>>>>>

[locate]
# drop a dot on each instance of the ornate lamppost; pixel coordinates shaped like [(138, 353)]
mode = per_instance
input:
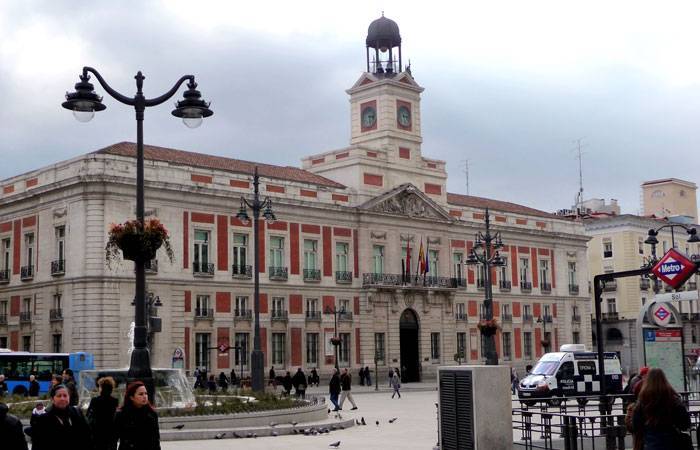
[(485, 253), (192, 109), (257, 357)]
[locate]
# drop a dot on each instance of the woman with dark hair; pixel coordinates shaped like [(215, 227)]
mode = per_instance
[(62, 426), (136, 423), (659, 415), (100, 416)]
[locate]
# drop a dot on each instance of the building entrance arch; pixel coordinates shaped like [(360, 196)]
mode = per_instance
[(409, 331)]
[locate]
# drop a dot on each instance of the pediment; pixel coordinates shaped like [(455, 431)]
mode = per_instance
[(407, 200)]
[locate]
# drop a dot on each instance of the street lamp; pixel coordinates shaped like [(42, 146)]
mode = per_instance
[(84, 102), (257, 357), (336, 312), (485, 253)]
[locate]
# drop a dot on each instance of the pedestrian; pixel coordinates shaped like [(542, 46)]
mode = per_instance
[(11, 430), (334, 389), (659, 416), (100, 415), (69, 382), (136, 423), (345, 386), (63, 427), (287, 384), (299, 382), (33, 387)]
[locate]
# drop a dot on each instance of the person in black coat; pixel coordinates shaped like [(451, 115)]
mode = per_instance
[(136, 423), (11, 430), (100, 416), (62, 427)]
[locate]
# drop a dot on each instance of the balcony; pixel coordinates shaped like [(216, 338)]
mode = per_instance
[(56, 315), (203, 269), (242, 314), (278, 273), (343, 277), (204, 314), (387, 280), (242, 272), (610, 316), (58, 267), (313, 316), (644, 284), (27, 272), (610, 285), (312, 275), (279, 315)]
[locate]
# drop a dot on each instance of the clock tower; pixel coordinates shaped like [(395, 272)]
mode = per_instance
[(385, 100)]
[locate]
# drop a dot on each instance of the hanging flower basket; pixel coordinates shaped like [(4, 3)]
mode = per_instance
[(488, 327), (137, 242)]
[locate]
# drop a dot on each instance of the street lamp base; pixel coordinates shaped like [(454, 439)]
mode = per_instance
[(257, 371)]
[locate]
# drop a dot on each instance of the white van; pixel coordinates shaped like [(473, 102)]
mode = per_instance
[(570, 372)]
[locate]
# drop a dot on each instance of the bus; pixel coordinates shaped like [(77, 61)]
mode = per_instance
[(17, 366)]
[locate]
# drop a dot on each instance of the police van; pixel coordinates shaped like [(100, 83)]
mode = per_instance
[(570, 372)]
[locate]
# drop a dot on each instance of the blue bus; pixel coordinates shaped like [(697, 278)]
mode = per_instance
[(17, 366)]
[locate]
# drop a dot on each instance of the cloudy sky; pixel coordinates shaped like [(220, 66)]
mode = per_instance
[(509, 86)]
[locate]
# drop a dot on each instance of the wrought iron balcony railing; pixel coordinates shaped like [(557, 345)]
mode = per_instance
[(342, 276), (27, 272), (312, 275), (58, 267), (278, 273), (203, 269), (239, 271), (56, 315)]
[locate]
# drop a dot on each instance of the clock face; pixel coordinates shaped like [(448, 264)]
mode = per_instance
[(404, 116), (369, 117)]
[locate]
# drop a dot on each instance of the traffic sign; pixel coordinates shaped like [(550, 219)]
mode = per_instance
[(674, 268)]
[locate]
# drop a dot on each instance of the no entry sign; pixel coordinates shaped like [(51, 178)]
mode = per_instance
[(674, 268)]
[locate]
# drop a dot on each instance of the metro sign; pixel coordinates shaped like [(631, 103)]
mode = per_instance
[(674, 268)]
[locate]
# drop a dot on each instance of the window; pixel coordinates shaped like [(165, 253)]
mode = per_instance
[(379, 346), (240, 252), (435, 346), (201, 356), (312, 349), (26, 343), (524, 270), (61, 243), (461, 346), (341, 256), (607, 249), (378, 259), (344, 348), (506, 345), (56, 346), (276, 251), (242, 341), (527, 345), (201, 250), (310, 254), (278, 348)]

<<<<<
>>>>>

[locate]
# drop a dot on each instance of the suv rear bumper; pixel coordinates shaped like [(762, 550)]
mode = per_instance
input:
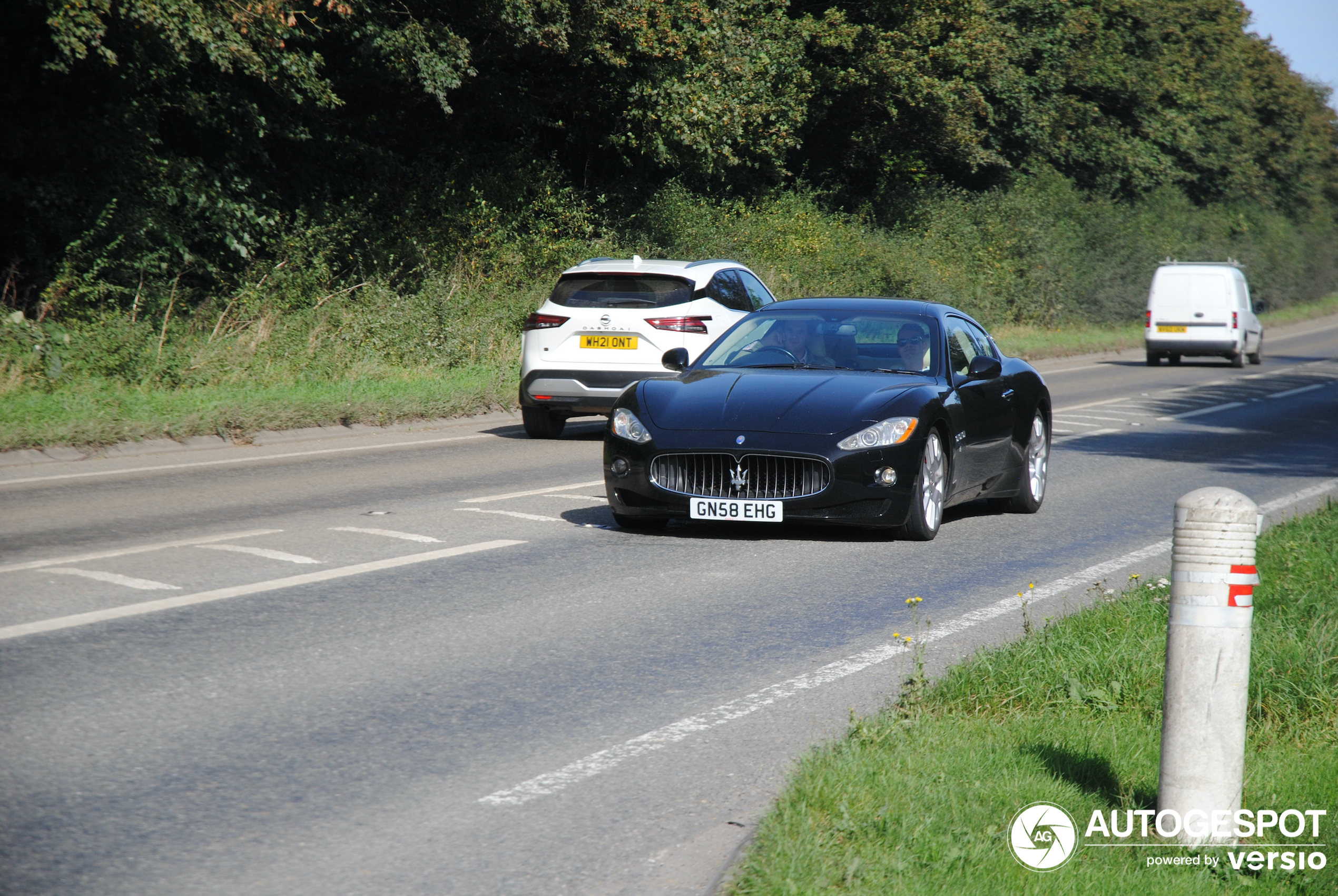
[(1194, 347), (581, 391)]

<<<<<
>>>>>

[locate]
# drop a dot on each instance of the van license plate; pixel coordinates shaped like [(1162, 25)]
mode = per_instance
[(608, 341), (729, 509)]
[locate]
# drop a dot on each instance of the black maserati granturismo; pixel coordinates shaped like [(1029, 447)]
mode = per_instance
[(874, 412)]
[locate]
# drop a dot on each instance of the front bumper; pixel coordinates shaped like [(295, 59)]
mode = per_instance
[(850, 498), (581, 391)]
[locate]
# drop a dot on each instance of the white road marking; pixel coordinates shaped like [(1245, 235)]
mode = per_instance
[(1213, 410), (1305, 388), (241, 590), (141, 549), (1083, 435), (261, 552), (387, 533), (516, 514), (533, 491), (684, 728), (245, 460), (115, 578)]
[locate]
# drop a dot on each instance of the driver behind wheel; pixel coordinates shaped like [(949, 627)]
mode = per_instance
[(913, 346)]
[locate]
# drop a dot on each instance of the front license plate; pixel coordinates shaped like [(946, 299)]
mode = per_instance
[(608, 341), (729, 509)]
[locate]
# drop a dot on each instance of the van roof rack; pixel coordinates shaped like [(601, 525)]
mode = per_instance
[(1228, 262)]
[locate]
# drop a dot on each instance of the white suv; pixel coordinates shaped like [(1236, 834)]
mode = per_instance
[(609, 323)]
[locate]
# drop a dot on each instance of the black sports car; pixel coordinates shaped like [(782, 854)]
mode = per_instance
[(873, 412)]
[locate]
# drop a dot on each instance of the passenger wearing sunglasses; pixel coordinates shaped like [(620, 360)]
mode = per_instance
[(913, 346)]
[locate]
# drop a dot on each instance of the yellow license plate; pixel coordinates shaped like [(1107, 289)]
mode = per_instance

<<<<<

### Task description:
Return each line of the records that contains the word "license", matching case.

### Solution for this task:
# drop a dot on each instance of the van license plate; pixel coordinates shaped like [(1162, 25)]
# drop a dot on each instance of the front license plate; pixel coordinates shaped like [(946, 299)]
# drop a dot on each instance of the yellow license plate; pixel coordinates shaped like [(1107, 289)]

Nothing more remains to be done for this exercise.